Task prompt: Please give every record below again exactly, and keep the pictures out.

### Listed records ###

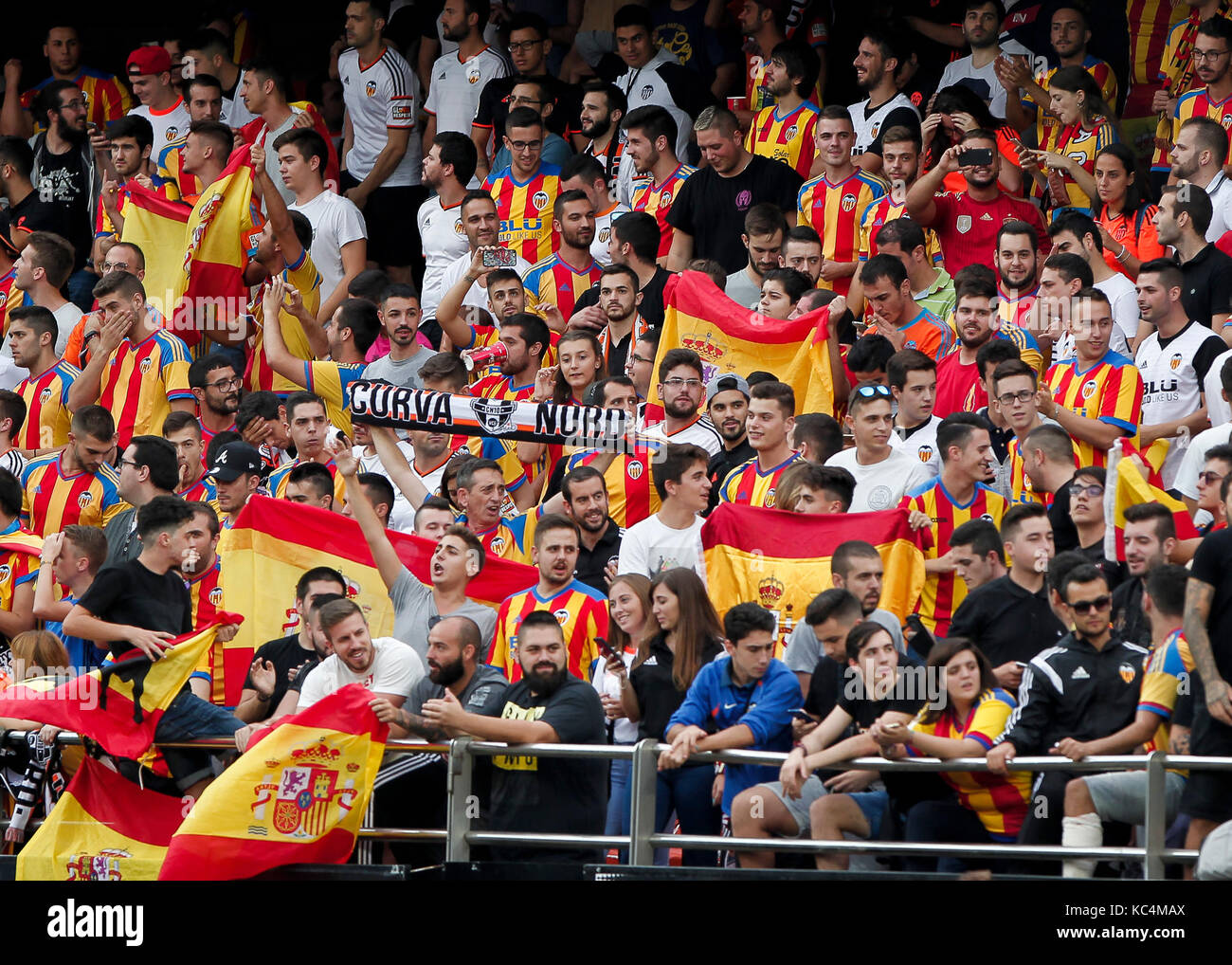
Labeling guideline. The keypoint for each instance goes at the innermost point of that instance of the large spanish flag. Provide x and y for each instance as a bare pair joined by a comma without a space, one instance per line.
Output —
103,828
296,796
734,339
221,239
783,559
1129,484
274,541
118,705
158,227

###

Solution to the exercise:
Labeling guideline. The keypoint for each instance goes at the innermost point of that instance of the large spanish flag. Provide x and y for each instance as a bare pair joined by a comma without a space, one instance per line.
Output —
103,828
296,796
734,339
221,239
783,559
1129,484
274,541
118,705
158,227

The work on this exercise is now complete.